§ DOCUMENT TEXT
━━━

Using xhistogram to bin measurements at particular stations

Hi all,

I have a collection of Argo profiles, which as probably all of you know are collections of temperature and salinity measurements over depth at particular latitude/longitude points.

I’ve been using xhistogram to calculate, for example, mean surface temperatures over a selected lat/lon grid. This works really well, and I’m glad to have this tool.

However, some of my values are discrete (e.g. integer labels). I’d like to calculate quantities like the median and the mode over these discrete values. Is it possible to group my profiles based on which lat/lon bin they belong to, with the intention of calculating median and mode over those groups?

Apologies if I’ve missed something obvious. I’ve spent some time looking at the docs and experimenting, but I haven’t found a solution yet. Thanks in advance for any help or clarification you can provide. :slightly_smiling_face:


Thanks for the question Dan and welcome back to the forum! :hugs:

I am trying to understand what you aim to do, but I’m not quite there yet. Are you saying you’d like to apply a custom reduction using xhistogram, rather than just sum / mean?

Perhaps you could write some pseudo python code to express what you wish would work but does not actually work? That would give some more concreteness to the discussion.

1 Like

Thanks for your rapid reply and your warm greeting, Ryan! :blush: Essentially, yes - I’d like to calculate something with histogram other than the mean. I’ll give your suggestion a shot. At present, I have a DataArray that looks like this:

The profiles are unevenly distributed in latitude and longitude, and the labels are discrete values assigned by an unsupervised classification algorithm. I’d like to be able to calculate the most common label value in each 1°x1° bin on a lat-lon grid.

Perhaps it would look something like this:

import numpy as np
from xhistogram.xarray import histogram
import matplotlib.pyplot as plt

# define latitude and longitude bins
binsize = 1.0 # 1°x1° bins
lon_bins = np.arange(lon_min, lon_max, binsize)
lat_bins = np.arange(lat_min, lat_max, binsize)

# either 
indices_of_profiles_in_each_lat_lon_bin, hist = histogram(da.lon, 
                                                          bins=[lon_bins, lat_bins])

where indices_of_profiles_in_each_lat_lon_bin is a set of indices that tells me which profiles fall into each lat-lon grid cell. I could then select the profiles in each lat-lon grid cell and calculate the mode of the label values.

Even better would be a command that lets me simply do the following. (I’m totally making this code up, no idea if it makes sense…)

A = da.groupby(['lon_bins', 'lat_bins']).mode()

━━━

Point labeling examples:
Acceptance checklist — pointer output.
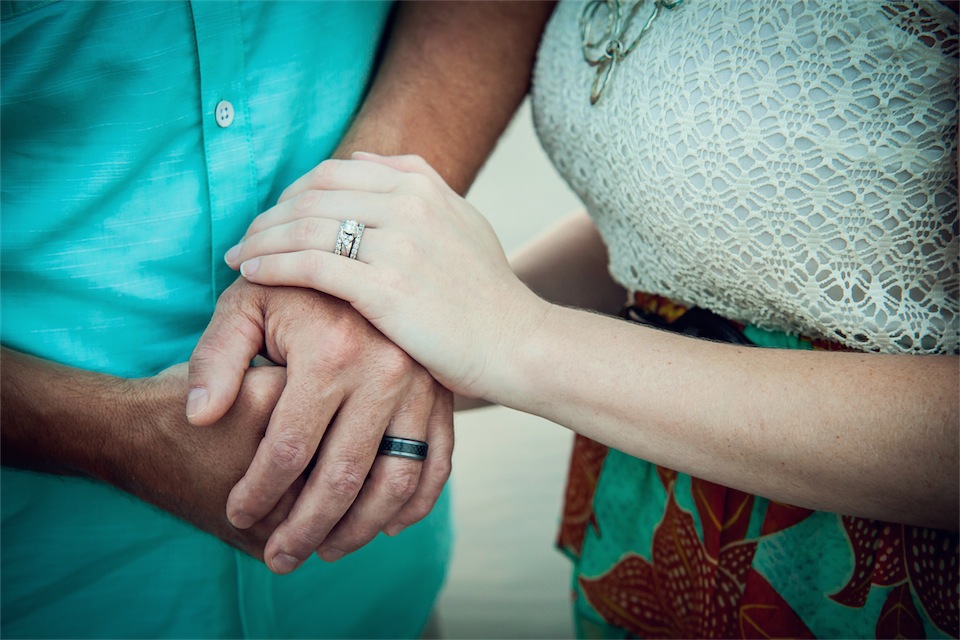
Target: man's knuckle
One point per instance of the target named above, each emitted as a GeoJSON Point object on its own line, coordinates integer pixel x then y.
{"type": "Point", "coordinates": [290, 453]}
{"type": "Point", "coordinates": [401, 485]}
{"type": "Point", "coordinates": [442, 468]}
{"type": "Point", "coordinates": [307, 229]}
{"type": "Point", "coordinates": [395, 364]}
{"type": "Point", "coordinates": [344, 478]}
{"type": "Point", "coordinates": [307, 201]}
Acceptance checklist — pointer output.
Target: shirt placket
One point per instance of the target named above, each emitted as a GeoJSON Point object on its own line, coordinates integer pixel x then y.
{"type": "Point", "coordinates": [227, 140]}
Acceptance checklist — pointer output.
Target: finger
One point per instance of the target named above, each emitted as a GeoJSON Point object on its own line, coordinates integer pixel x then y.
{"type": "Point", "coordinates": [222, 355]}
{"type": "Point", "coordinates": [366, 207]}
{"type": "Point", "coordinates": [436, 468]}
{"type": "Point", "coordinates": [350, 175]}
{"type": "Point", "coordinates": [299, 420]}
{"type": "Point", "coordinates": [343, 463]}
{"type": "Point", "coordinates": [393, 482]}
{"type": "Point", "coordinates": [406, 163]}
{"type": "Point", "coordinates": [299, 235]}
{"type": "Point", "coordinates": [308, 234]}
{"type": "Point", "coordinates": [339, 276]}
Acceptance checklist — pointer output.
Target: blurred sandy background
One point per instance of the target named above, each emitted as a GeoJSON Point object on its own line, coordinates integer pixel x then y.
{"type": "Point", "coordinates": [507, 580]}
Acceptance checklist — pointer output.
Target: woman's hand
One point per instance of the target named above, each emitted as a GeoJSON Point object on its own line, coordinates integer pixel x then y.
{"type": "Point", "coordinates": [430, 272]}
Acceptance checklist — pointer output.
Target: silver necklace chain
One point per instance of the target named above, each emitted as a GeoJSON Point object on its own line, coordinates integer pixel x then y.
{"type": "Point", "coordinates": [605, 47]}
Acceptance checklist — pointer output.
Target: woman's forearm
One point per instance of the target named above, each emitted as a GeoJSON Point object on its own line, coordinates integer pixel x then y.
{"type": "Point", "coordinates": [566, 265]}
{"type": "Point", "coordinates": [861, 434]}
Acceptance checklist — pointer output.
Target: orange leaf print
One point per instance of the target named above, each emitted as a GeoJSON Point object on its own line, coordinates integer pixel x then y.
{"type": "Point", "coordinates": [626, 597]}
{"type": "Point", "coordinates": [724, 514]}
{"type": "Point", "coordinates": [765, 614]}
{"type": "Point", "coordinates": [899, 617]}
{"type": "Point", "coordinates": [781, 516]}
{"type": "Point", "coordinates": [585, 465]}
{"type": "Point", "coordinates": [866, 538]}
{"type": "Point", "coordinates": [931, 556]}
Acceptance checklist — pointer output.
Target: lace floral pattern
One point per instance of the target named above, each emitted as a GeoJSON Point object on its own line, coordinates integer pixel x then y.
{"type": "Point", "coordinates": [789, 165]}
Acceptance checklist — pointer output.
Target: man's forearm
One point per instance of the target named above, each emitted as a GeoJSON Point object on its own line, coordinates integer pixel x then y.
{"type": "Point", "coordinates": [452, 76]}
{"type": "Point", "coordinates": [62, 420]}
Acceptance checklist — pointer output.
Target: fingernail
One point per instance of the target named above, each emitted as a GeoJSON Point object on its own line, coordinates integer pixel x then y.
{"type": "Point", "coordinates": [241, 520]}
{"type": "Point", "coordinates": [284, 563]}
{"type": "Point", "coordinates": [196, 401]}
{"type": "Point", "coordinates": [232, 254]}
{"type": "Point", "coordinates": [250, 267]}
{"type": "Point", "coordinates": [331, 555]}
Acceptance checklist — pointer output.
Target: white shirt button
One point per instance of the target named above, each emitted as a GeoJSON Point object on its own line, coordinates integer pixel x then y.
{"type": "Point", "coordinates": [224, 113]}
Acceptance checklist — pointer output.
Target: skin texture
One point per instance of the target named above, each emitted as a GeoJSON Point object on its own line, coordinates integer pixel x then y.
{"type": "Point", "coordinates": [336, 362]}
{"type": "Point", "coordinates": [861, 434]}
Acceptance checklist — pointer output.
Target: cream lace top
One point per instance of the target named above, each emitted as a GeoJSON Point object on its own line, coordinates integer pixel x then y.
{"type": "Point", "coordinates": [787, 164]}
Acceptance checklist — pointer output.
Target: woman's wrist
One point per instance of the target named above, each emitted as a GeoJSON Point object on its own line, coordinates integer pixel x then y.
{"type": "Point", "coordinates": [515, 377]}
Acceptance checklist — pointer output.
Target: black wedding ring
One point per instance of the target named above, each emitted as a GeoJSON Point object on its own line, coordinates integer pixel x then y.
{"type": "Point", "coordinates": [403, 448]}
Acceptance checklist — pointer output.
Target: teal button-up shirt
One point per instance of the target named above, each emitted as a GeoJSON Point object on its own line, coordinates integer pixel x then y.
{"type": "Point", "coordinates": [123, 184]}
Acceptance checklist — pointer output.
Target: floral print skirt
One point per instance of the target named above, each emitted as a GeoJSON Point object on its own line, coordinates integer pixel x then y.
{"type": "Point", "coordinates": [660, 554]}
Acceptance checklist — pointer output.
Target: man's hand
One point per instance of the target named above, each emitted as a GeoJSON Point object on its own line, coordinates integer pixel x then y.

━━━

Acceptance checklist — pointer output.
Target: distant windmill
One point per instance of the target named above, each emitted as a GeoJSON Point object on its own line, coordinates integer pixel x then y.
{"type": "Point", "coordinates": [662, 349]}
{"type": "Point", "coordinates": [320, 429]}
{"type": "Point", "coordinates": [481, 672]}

━━━

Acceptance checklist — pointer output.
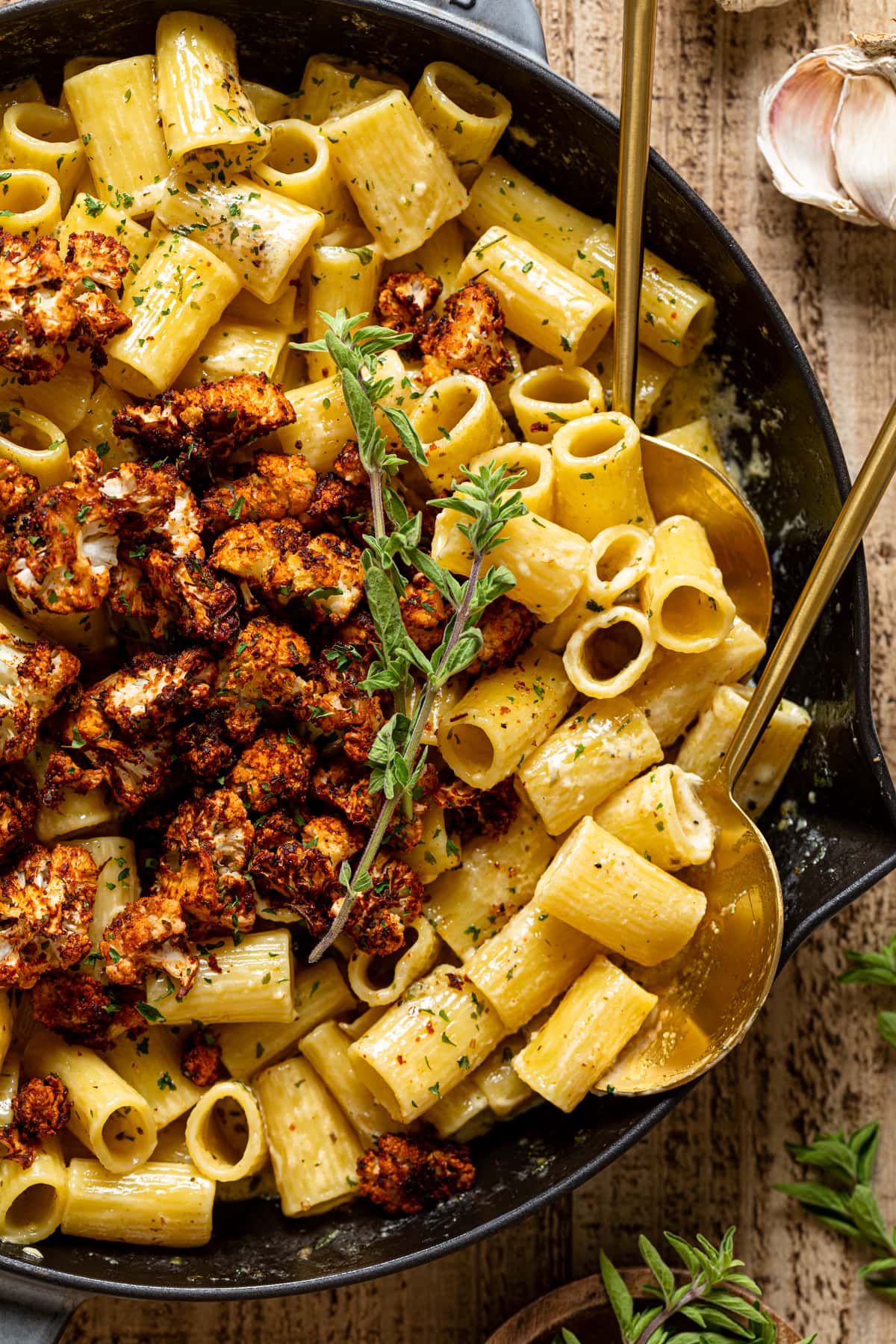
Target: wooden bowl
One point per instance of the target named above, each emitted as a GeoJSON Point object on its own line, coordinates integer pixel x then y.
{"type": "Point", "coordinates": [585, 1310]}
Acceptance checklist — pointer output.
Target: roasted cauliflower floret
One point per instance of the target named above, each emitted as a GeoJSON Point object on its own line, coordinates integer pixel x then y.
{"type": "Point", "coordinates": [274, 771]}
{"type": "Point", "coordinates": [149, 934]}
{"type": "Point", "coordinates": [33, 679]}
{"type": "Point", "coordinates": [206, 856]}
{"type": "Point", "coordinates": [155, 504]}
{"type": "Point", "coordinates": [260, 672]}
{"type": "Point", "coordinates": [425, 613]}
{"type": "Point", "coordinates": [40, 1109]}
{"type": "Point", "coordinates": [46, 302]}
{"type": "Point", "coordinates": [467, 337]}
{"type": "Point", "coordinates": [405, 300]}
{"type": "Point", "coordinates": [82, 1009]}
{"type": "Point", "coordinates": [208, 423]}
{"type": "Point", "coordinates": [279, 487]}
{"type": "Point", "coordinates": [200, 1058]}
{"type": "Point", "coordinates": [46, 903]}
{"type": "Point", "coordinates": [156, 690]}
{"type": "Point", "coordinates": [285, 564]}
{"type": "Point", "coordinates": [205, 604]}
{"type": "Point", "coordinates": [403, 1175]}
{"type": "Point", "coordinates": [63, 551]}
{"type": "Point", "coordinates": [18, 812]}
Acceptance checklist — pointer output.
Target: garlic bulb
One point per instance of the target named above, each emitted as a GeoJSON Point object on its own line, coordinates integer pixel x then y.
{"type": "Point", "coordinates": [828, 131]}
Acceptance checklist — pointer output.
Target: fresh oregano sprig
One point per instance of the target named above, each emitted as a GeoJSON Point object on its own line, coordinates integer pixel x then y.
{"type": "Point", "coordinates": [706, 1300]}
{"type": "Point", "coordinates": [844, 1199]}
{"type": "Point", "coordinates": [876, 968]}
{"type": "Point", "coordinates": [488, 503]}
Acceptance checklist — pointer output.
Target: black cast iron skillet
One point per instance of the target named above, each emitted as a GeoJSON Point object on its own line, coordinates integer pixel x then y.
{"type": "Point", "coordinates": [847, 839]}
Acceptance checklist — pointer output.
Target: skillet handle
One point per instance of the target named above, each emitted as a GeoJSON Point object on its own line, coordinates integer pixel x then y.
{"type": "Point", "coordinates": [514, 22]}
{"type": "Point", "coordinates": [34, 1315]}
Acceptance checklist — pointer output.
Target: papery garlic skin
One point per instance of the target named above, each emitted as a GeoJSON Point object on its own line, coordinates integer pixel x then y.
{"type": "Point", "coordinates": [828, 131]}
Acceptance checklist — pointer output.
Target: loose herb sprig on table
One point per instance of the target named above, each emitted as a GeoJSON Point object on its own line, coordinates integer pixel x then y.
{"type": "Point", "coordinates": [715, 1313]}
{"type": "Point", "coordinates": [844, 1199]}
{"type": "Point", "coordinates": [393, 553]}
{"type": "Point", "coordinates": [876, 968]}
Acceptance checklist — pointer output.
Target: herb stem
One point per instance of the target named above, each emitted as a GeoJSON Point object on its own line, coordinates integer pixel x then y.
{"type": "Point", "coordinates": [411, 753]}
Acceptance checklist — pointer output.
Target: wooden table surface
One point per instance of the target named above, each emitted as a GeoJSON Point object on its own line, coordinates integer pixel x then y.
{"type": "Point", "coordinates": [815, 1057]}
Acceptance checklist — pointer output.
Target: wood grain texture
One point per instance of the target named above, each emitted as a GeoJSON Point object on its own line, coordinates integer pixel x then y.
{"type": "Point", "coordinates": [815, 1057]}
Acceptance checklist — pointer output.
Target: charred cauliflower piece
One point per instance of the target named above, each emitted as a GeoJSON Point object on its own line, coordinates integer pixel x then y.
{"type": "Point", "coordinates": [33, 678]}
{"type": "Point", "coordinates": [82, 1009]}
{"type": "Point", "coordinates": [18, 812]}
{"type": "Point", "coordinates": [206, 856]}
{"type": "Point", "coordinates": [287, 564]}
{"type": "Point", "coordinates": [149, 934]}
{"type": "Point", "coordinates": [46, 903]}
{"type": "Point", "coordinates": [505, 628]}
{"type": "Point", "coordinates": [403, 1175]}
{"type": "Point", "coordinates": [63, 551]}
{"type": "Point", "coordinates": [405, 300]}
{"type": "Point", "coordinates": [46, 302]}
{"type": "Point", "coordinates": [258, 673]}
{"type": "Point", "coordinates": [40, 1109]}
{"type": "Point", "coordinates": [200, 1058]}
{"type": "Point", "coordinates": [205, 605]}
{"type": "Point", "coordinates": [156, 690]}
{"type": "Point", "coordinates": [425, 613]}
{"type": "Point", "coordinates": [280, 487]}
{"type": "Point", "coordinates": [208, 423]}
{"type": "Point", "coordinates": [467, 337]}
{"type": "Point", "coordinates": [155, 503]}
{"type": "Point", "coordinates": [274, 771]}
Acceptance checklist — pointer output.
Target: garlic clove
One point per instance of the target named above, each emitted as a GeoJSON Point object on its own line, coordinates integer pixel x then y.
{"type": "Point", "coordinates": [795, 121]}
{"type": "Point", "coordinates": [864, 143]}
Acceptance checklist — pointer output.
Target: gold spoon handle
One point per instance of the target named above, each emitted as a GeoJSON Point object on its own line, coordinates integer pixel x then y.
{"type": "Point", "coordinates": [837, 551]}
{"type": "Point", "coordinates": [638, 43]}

━━━

§ ACTIONS TO TAKE
1. Condense the paragraph of the xhistogram thread that starts "The profiles are unevenly distributed" into a short bulleted list that keeps its main facts.
2. From the xhistogram thread, write out word for word everything from "Perhaps it would" down to "bins=[lon_bins, lat_bins])".

§ WRITTEN RESPONSES
1.
- The profiles are spread unevenly across latitude and longitude.
- The labels are discrete values assigned by an unsupervised classification algorithm.
- The goal is to find the most common label value in each 1°x1° bin on a lat-lon grid.

2.
Perhaps it would look something like this:

import numpy as np
from xhistogram.xarray import histogram
import matplotlib.pyplot as plt

# define latitude and longitude bins
binsize = 1.0 # 1°x1° bins
lon_bins = np.arange(lon_min, lon_max, binsize)
lat_bins = np.arange(lat_min, lat_max, binsize)

# either 
indices_of_profiles_in_each_lat_lon_bin, hist = histogram(da.lon, 
                                                          bins=[lon_bins, lat_bins])